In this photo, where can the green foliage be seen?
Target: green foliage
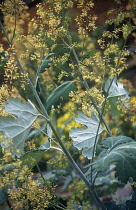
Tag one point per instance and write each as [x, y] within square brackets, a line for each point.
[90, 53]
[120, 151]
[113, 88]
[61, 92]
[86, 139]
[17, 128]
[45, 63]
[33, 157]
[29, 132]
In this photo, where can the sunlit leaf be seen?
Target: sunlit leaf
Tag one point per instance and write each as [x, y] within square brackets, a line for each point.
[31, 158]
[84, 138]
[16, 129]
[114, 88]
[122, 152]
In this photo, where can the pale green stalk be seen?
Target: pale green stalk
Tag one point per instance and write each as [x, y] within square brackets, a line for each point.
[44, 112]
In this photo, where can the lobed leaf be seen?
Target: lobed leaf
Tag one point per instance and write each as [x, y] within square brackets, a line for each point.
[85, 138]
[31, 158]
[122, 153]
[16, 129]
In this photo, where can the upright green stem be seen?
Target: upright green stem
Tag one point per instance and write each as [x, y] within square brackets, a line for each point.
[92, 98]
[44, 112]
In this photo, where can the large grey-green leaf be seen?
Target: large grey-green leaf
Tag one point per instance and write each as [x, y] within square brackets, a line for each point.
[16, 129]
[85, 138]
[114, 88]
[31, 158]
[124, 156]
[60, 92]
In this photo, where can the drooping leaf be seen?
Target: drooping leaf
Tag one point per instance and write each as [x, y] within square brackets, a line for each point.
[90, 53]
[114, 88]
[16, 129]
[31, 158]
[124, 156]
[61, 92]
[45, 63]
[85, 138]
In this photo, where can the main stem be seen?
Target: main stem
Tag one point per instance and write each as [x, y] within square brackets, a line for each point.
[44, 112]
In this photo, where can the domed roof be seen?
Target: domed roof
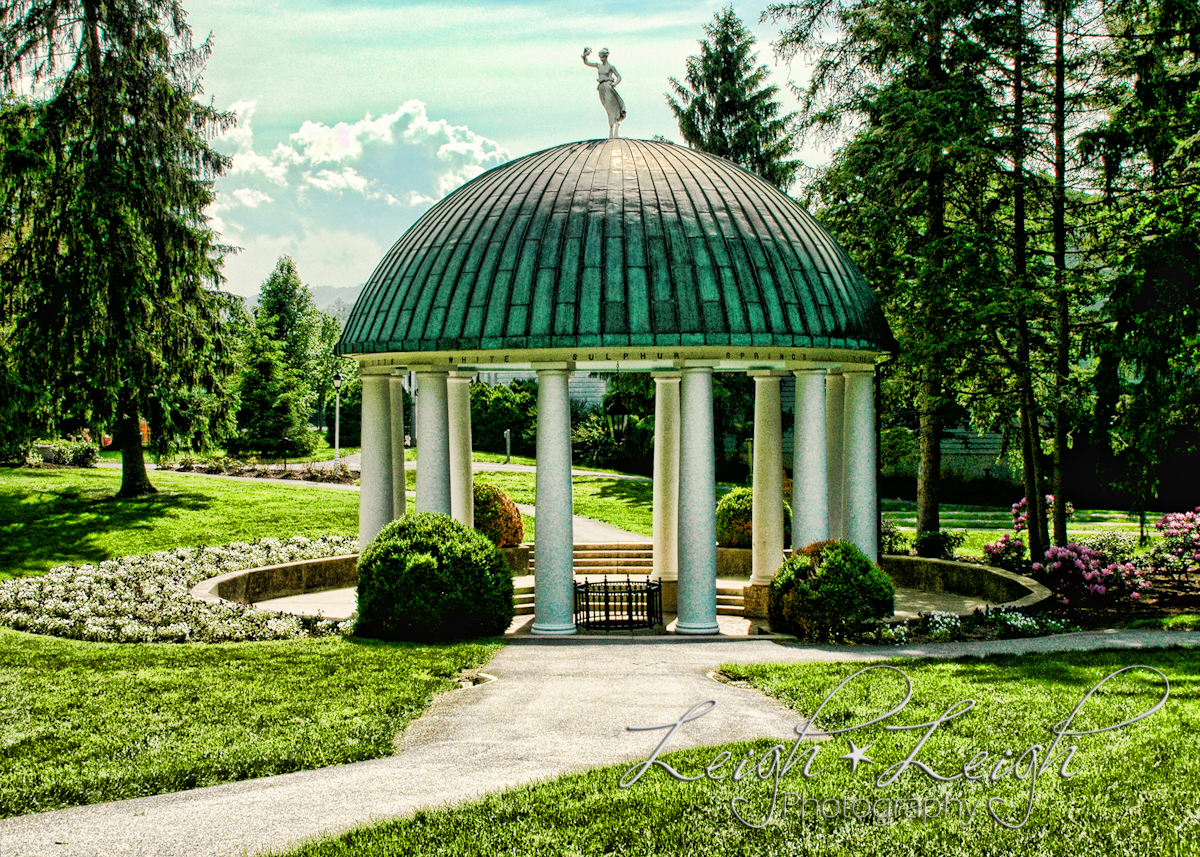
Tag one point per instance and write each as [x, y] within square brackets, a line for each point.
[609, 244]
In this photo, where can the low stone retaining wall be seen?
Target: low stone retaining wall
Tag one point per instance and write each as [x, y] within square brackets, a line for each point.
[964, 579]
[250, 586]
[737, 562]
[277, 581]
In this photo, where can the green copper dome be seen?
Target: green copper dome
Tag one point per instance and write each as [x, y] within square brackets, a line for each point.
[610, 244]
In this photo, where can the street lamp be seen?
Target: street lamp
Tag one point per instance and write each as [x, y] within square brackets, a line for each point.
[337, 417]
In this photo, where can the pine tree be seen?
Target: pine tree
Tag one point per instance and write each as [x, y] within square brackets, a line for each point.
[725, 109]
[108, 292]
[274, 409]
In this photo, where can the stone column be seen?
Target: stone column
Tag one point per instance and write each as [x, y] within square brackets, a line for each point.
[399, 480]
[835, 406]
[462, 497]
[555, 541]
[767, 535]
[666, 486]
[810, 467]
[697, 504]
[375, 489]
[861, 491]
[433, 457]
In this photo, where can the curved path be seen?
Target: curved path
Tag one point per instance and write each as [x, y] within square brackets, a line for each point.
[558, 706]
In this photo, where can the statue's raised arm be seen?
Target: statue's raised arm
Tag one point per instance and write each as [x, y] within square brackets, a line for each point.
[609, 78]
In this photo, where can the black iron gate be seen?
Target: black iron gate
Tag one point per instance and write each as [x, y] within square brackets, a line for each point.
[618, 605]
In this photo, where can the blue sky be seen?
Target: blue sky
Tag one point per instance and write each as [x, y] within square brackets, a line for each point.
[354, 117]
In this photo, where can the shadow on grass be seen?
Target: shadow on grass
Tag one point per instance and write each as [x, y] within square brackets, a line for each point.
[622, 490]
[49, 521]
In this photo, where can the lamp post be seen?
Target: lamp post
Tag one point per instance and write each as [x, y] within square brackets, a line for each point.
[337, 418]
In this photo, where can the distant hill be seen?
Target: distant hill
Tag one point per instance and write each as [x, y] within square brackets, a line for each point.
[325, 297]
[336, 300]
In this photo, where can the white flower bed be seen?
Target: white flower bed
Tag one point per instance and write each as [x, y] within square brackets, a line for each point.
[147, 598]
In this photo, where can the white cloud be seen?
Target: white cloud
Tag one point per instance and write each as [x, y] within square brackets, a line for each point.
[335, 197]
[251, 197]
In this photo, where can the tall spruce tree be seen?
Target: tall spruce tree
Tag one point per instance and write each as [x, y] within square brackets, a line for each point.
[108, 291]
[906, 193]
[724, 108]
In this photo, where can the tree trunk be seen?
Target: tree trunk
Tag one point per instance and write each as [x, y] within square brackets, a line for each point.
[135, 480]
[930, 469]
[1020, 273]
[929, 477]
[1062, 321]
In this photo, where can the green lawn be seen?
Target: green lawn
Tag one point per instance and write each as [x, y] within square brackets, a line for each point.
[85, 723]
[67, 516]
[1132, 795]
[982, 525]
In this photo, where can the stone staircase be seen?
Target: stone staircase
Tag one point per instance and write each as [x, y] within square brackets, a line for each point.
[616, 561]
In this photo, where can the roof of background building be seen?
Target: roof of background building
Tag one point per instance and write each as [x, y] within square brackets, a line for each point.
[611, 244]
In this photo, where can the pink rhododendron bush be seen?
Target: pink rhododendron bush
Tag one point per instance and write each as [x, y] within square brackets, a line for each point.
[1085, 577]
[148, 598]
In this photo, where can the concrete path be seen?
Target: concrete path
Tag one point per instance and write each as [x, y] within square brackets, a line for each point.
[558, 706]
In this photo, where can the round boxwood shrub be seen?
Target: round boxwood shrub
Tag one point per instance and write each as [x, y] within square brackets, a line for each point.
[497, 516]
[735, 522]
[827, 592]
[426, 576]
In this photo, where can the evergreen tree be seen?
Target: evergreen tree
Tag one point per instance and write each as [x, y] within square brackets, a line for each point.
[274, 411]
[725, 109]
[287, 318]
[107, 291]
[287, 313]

_GIVEN EXERCISE_
The records shown above are to be repeated exactly, with the pictures left out.

_SOLUTION TO THIS TASK_
In this photo, where can the green foliage be seen?
Target: green foliage
Tag one point per instance and write each as [x, y] within square brackets, a line for each point.
[90, 53]
[120, 151]
[113, 88]
[61, 92]
[86, 139]
[17, 128]
[45, 63]
[33, 157]
[29, 132]
In this photo, where can the sunlit leaf be seen?
Target: sunlit leaf
Tag one point per instance and write each as [x, y] within square brackets, a line for each point.
[31, 158]
[84, 138]
[16, 129]
[114, 88]
[122, 152]
In this photo, where can the pale green stalk be seen?
Target: pale green stalk
Tag one point per instance and write each as [x, y] within square brackets, a line for each point.
[44, 112]
In this photo, where can the lobed leaf be seen?
Target: lobed leaf
Tag one point per instance and write each as [x, y] within square brackets, a line for each point.
[85, 138]
[31, 158]
[122, 153]
[16, 129]
In this photo, where can the upright green stem be seen?
Target: upright green stem
Tag one point per instance and write each as [x, y] within square brackets, a line for each point.
[92, 98]
[44, 112]
In this photo, where can the large grey-green leaf be seen?
Target: large grey-green leaf
Tag one point per instance and write each as [x, y] within square brackets, a line for each point.
[16, 129]
[85, 138]
[114, 88]
[31, 158]
[124, 156]
[60, 92]
In this photo, where can the drooping leaf be seen?
Target: drooping leaf
Tag one point per instance and write each as [x, y] within square brackets, a line for each point.
[90, 53]
[114, 88]
[16, 129]
[31, 158]
[124, 156]
[61, 92]
[45, 63]
[85, 138]
In this photo, where can the main stem be seen?
Target: main stem
Tag one point per instance and write each as [x, y] within square brackets, a line for each point.
[44, 112]
In this photo, where can the domed roof be seen?
Target: domed roof
Tag one point per instance and write each as [x, y] within square brackets, a line for each point.
[609, 244]
In this photo, where can the low stone retaining wall be seen?
Target: low stone retaining wall
Tag one point per instance and write each as [x, y] within square brackets, a line for each point.
[964, 579]
[250, 586]
[737, 562]
[277, 581]
In this photo, where can the green copper dome be seen?
Target: green copper dome
Tag one point per instance and write each as [x, y] within square brackets, a line for each point.
[610, 244]
In this photo, where can the street lamp be seen?
Target: street lamp
Tag one point per instance and write each as [x, y] within square brackets, a line for each point.
[337, 417]
In this photo, where can the pine tree be seen?
Target: pine tree
Tag one point per instance and write each as [x, y] within square brackets, a line for each point.
[725, 109]
[108, 292]
[274, 409]
In this photo, where can the stone column be seen?
Target: stone column
Tag one point per instance and write each as [x, y] within square brackets, a line for each point.
[399, 480]
[835, 406]
[462, 497]
[555, 541]
[767, 535]
[666, 486]
[810, 467]
[697, 504]
[375, 489]
[861, 491]
[433, 457]
In this photo, where can the curved path be seen?
Target: curved path
Tag one point per instance and write each as [x, y] within square brackets, a line for each point.
[558, 706]
In this photo, where can the statue's raised arm be seen?
Target: statue's raised arm
Tag one point per instance and write each as [x, y] within square brackets, a line for each point.
[609, 78]
In this photo, where can the black iron gate be seen?
Target: black iron gate
Tag one point per instance and write each as [x, y] within square brackets, a line for each point.
[618, 605]
In this photo, where can the blue sky be seen?
Target: blue sky
Tag one point per instance and write each as [x, y] within square brackets, a line for each point.
[354, 117]
In this photo, where can the shadow on grass be seen?
Target: shadow on grass
Tag one point per instance and write each as [x, y] within square brackets, a line for each point.
[622, 490]
[49, 521]
In this photo, where can the lamp post be seen?
Target: lamp post
Tag one point per instance and write each as [x, y] within square brackets, a line for each point.
[337, 418]
In this photo, where can the distant hill be seen?
Target: distant hill
Tag one point per instance and write each as [x, y] within square brackets, a line for each point.
[325, 297]
[336, 300]
In this photo, where can the white flower bed be seen?
Target: white flower bed
Tag one point per instance and write each as [x, y] within square brackets, a line for each point.
[147, 598]
In this photo, where can the white cloud be seen?
Target: white cloud
Tag one point per instance and write each as [x, y] within square brackets, a line for each point.
[335, 197]
[251, 197]
In this photo, where can the tall spruce tree be seen?
Target: tall spruce tree
Tag one point per instance and write each as [x, y] within square brackets, a line for each point.
[108, 291]
[906, 193]
[724, 108]
In this photo, where can the tree trunk be seen?
Target: tree trunk
Tag one point per instance and write each as [x, y] within square brackets, a line for each point.
[135, 480]
[930, 469]
[1020, 273]
[929, 477]
[1062, 321]
In this photo, where can the green lawn be seen?
Target: green lawn
Tag one point per instance and write each as [x, y] within square brackets, a line for each point.
[85, 723]
[67, 516]
[1132, 795]
[982, 525]
In this photo, where can the stone staircase be seen?
Target: stone staircase
Tag one point per instance and write each as [x, y] within square brackets, a line for each point.
[616, 561]
In this photo, where can the roof of background building be seen?
Target: roof of background building
Tag one point per instance and write each as [x, y] within square brackets, a line for each point.
[611, 244]
In this photo, where can the pink rhododendron bush be seen?
Target: pink rhododendron bush
Tag one point per instance and write each as [x, y] within square brackets, a line for each point.
[1085, 577]
[148, 598]
In this photo, where can the concrete path be seen?
Target: concrete path
Tag one point per instance and write each as [x, y] within square brackets, a line for each point.
[558, 706]
In this photo, where can the round boxwood shrub be seen?
Target: round boxwood shrub
Tag one point per instance and write each as [x, y] within square brackets, a line for each point.
[497, 516]
[735, 522]
[827, 592]
[426, 576]
In this photo, where can the evergreen tree be seen?
Target: evergreen tree
Tag one point per instance and write each as [x, y] within square brackets, a line for each point.
[274, 411]
[725, 109]
[287, 318]
[107, 291]
[287, 313]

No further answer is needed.